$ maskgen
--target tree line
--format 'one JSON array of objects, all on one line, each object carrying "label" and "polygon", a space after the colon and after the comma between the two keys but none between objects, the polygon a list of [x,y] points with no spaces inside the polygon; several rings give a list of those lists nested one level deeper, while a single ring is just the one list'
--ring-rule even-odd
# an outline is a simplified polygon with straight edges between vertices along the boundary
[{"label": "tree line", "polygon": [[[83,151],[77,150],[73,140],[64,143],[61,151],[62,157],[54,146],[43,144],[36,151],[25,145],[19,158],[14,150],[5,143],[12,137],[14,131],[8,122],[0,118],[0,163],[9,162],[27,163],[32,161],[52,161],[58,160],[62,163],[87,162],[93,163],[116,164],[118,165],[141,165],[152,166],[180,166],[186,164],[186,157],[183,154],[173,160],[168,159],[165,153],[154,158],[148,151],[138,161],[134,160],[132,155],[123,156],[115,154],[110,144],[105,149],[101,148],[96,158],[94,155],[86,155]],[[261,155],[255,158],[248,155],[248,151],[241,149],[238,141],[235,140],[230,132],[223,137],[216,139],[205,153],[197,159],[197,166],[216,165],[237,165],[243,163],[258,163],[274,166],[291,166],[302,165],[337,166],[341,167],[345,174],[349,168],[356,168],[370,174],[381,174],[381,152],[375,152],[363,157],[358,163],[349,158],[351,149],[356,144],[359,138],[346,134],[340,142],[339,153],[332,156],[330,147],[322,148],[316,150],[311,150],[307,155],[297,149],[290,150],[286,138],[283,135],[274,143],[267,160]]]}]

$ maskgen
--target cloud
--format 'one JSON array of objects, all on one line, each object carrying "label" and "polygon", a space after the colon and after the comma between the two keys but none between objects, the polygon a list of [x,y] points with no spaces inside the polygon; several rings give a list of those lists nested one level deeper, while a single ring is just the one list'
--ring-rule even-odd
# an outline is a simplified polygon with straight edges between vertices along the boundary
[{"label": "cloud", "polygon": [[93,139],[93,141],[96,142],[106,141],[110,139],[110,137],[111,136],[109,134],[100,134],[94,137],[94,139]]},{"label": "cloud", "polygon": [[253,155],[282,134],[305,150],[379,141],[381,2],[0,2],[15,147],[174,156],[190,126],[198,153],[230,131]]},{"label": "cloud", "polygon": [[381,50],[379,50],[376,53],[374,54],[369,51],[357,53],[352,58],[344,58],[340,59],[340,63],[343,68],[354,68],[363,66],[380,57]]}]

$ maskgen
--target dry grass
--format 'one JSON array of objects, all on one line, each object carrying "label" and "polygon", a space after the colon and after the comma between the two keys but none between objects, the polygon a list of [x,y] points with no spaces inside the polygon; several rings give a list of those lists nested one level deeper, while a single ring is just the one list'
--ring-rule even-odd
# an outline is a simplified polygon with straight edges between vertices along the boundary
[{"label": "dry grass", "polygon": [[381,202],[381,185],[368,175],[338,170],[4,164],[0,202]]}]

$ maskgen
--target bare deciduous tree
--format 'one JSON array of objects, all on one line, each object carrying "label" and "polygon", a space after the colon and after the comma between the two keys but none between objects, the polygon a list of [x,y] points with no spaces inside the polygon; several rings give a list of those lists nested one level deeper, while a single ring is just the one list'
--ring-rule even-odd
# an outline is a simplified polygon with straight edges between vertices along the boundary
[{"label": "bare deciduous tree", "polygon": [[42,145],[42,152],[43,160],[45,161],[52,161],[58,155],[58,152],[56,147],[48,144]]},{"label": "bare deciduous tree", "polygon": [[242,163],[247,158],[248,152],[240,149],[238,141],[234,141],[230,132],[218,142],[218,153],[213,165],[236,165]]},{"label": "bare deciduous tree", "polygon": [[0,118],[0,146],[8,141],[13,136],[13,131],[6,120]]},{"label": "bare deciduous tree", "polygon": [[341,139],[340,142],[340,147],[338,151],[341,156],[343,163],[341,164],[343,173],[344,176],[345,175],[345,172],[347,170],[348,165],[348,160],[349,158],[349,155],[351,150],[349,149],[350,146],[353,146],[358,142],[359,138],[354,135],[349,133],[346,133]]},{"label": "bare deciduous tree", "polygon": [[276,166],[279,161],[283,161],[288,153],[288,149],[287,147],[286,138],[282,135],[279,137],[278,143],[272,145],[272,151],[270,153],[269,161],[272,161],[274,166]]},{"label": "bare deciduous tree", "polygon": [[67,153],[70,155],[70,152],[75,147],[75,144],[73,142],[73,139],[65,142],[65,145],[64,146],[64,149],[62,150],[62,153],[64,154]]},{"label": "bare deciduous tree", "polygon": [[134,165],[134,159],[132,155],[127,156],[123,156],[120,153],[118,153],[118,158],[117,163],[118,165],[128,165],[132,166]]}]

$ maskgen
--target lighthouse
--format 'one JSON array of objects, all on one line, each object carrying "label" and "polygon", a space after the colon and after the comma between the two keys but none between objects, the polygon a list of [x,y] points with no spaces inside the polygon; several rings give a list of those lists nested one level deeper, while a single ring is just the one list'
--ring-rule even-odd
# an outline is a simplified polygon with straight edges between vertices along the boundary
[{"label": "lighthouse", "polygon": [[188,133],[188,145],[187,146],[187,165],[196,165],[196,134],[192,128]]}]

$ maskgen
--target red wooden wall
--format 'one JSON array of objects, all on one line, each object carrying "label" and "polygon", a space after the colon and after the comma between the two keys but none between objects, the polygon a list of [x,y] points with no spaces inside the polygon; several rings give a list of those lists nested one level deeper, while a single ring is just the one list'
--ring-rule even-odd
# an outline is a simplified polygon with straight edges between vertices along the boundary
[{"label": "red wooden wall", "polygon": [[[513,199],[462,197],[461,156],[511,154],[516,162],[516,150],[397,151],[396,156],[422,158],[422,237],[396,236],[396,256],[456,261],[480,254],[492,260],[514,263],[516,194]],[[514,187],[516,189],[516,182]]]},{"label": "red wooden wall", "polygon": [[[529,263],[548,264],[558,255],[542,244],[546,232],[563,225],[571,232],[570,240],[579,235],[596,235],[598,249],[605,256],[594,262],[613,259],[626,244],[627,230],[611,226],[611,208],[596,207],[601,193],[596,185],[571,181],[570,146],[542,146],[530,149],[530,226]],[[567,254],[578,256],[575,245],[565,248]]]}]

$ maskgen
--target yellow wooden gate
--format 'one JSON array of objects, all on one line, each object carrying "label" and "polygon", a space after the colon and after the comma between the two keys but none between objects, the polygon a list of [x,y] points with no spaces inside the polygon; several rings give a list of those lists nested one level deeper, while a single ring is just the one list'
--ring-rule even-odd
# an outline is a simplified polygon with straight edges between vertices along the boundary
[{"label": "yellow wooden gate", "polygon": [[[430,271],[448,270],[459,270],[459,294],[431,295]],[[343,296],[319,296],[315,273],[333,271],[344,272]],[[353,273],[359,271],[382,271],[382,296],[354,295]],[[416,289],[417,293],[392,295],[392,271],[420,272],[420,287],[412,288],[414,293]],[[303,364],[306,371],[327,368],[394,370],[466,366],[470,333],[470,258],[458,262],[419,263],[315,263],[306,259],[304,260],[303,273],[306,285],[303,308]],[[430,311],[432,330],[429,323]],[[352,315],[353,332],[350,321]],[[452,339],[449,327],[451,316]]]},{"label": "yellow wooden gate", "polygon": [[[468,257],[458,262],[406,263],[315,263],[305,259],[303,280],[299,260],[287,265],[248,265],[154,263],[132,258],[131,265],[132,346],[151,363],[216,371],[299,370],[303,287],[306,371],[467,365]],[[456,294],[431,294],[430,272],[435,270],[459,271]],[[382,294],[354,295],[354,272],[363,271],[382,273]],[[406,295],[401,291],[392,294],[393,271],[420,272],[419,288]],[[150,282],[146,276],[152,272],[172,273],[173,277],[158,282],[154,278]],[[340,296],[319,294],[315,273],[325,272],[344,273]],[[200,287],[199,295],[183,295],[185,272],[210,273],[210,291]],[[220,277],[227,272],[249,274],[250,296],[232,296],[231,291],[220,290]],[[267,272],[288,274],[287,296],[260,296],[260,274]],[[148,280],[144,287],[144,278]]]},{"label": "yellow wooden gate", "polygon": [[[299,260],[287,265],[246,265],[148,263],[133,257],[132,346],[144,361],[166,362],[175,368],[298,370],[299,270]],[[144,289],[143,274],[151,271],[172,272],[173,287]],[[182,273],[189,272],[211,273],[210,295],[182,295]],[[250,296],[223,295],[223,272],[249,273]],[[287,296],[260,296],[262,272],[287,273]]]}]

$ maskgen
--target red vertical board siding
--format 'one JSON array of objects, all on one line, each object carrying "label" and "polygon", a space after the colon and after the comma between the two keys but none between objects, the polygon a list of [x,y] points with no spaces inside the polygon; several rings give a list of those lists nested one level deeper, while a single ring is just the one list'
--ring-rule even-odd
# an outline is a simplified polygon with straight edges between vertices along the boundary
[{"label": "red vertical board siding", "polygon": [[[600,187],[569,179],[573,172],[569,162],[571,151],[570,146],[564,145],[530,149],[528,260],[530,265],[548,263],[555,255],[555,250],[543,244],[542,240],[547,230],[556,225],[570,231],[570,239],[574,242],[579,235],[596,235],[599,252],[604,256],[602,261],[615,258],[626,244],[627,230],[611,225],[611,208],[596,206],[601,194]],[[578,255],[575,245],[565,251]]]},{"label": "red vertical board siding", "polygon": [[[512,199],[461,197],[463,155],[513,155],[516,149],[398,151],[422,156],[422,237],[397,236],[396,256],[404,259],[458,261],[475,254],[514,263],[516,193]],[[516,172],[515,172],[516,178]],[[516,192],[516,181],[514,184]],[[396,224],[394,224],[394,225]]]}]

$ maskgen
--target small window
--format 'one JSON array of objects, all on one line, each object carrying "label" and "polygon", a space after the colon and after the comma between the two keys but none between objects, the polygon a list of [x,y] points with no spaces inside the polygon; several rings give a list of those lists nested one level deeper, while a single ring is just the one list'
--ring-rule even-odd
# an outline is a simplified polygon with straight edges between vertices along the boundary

What you have to do
Please return each line of the listing above that contains the string "target". Case matters.

Reply to the task
--target tree line
--target cloud
--target dry grass
--target bare deciduous tree
--target lighthouse
--target red wooden wall
--target yellow wooden gate
--target red vertical board siding
--target small window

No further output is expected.